[BEGIN DATA SHOWN]

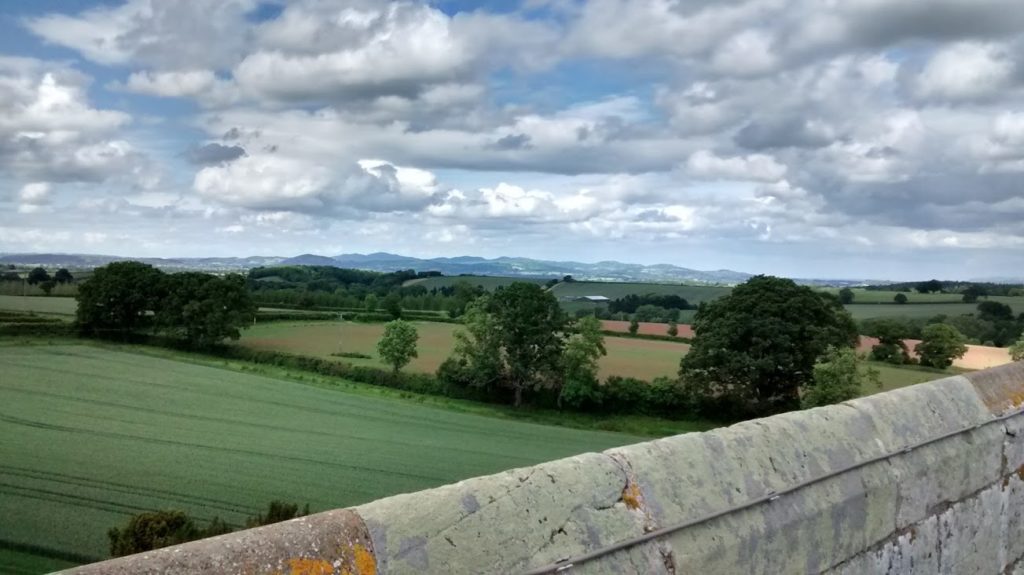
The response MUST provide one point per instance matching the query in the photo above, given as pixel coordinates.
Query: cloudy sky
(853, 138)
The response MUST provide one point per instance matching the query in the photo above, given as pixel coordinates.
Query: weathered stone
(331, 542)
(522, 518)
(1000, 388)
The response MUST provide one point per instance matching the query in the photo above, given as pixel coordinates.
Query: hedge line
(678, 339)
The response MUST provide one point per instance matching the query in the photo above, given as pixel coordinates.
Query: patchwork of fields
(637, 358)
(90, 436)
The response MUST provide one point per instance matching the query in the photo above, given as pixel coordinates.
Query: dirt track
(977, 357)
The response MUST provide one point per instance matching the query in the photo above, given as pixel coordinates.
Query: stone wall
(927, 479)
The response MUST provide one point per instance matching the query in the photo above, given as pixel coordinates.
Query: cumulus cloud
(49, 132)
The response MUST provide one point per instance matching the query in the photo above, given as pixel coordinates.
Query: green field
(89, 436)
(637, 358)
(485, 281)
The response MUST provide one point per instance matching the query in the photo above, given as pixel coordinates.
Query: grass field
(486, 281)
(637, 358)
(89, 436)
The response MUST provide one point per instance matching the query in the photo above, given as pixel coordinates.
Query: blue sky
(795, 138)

[END DATA SHOWN]
[BEGIN DATA SHOWN]

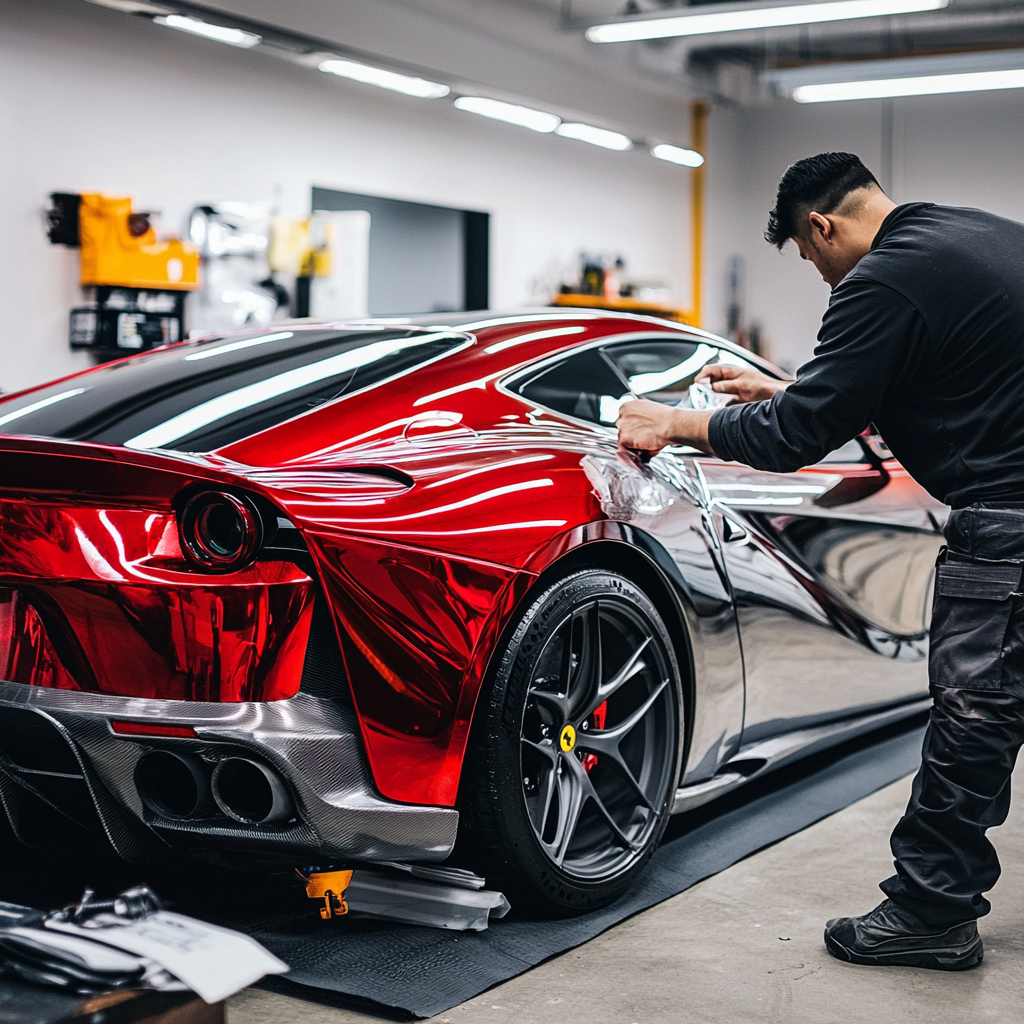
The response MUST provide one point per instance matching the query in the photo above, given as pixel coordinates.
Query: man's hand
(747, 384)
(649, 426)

[END DATA SHOWN]
[BEGIN DATA SHOWN]

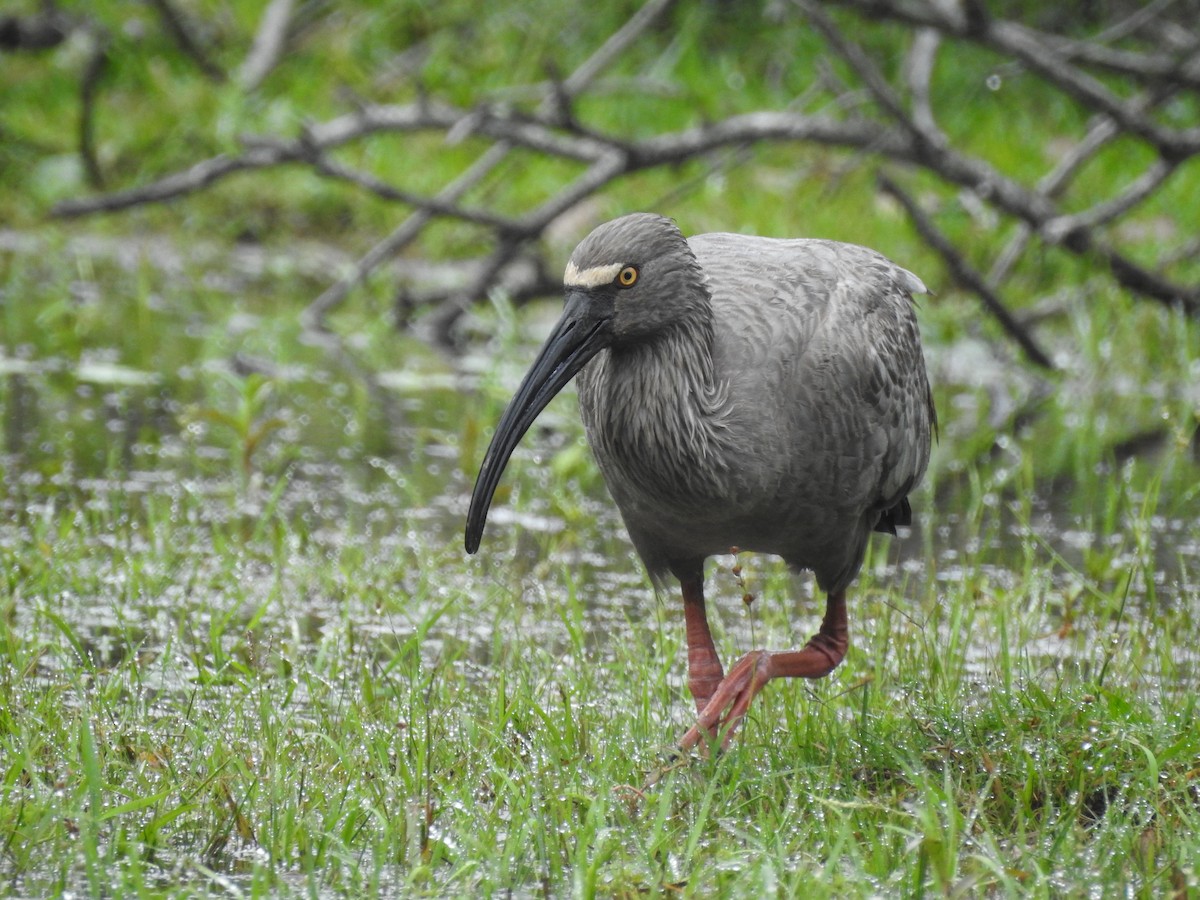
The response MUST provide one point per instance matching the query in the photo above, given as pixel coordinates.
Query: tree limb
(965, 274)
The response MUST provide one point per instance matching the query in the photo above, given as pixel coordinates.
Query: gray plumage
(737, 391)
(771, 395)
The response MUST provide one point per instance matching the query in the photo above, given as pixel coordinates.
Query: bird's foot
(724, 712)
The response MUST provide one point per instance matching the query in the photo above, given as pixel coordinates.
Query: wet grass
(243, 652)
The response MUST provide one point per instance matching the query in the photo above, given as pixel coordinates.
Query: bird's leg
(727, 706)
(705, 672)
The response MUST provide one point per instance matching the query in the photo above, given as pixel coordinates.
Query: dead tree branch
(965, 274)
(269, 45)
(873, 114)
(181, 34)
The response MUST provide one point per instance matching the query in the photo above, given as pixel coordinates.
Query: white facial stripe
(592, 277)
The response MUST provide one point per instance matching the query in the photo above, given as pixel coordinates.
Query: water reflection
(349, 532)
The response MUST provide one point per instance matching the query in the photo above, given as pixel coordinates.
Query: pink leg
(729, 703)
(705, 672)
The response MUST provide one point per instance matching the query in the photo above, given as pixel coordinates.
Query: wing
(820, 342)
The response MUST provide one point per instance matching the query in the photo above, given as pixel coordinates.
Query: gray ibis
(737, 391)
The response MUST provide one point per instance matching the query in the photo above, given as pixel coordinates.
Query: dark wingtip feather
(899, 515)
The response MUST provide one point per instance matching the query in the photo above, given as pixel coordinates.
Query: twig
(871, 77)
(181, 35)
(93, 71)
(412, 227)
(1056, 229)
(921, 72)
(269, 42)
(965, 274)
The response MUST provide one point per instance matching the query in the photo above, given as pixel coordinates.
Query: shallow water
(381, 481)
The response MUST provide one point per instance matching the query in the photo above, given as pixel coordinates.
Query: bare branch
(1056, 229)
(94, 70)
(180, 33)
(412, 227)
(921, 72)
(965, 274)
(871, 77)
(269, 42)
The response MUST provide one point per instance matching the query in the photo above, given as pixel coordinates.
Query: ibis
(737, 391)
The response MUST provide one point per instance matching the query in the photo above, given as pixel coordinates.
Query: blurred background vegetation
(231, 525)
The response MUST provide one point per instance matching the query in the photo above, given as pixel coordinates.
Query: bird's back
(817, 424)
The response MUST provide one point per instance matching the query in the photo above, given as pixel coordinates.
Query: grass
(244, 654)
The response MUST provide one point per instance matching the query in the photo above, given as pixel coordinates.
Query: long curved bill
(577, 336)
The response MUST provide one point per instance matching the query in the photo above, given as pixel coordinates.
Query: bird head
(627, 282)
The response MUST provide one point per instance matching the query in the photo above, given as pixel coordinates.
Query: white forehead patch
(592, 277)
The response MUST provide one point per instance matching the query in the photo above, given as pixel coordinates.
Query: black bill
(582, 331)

[END DATA SHOWN]

# WORK TO DO:
Pick out each line in the entries above that contains the string "grass", matching case exactly, and copy those lines.

# TASK ANSWER:
Query: grass field
Query: wet grass
Query: grass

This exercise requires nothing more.